TEXT SECTION Block Start
Ang Swee Chai () is an orthopedic surgeon and author. She is a co-founder of the charity Medical Aid for Palestinians.

Life
Ang was born in Penang, Malaysia but raised in Singapore. She attended Kwong Avenue Primary School, Raffles Girls' School, and the National University of Singapore where she studied medicine. She then received a master's degree in Occupational Medicine in 1976.

In 1977, Ang married Singaporean human rights lawyer Francis Khoo. Two weeks after the marriage, she was briefly detained during a government crackdown on dissidents as the authority attempted to arrest her husband. She fled to London to be with her husband and they were granted asylum there. She trained to be an orthopaedic surgeon in Britain, where she obtained her FRCS (Eng) and completed her training in Newcastle. She later became the first female consultant orthopaedic surgeon at St Bartholomew's Hospital in London.

In August 1982, Ang responded to an appeal for medical personnel from Christian Aid to treat war casualties in Lebanon and went to work at the Gaza Hospital near the Sabra and Shatila refugee camp in Beirut. The following month, she became witness to the Sabra-Shatila massacre during the Israeli invasion of Lebanon in 1982. She and two other hospital staff testified to Israeli Kahan Commission on the Sabra and Shatila massacre in September 1982.

With her husband, Francis Khoo, and some friends, Ang helped to form the British charity, Medical Aid for Palestinians, following the 1982 massacres.

Awards and honours
In 1987, President Yasser Arafat awarded Ang the Star of Palestine, the highest award for service to the Palestinian people.
TEXT SECTION Block End
ENTRIES SUPPLIED Block Start
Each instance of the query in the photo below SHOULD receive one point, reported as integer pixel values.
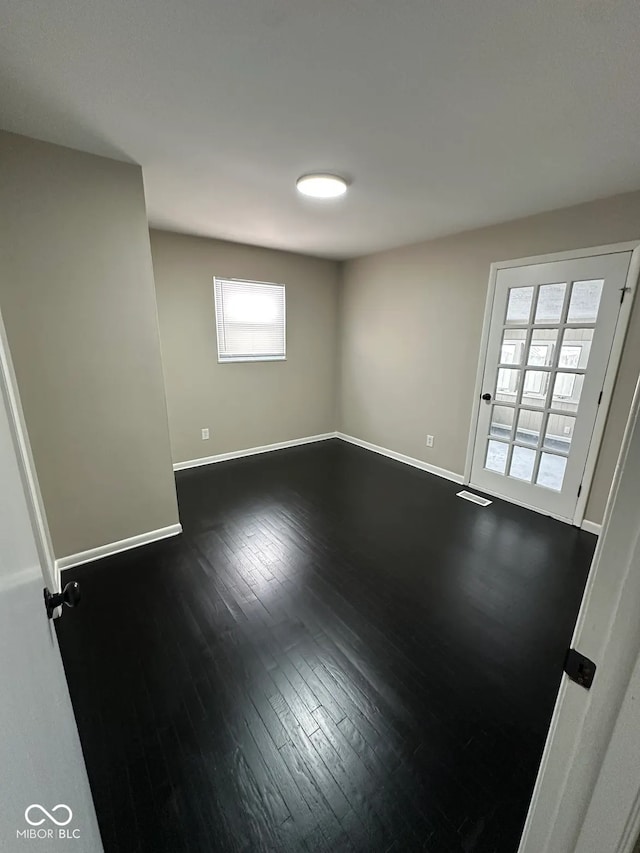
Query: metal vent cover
ENTRIES SUPPLIED Block End
ENTRIES SUPPLIED Block Start
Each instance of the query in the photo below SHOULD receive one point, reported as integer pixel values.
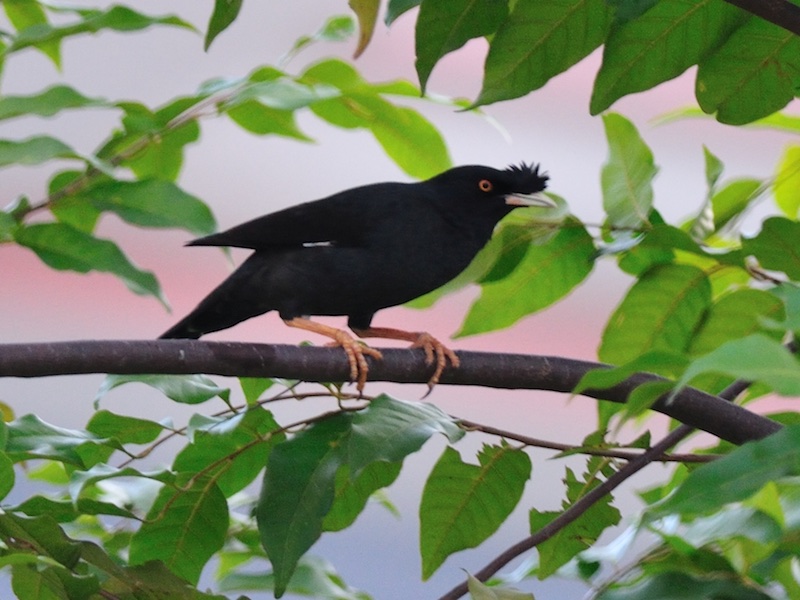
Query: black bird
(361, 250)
ENTRIES SUPPLIED Block End
ENTRIES SUPPLIED Block Start
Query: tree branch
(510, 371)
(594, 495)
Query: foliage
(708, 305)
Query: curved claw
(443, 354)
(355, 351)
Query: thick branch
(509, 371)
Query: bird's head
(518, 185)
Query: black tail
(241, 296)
ENTRIES SUPPLIED Block End
INSTRUCTIONS TO FOLLOW — Return the part of the Ang Swee Chai biography that begins with the words "Ang Swee Chai" and ends after "Medicine in 1976.", copied word for word.

RESULT FOR THIS TASK —
Ang Swee Chai () is an orthopedic surgeon and author. She is a co-founder of the charity Medical Aid for Palestinians.

Life
Ang was born in Penang, Malaysia but raised in Singapore. She attended Kwong Avenue Primary School, Raffles Girls' School, and the National University of Singapore where she studied medicine. She then received a master's degree in Occupational Medicine in 1976.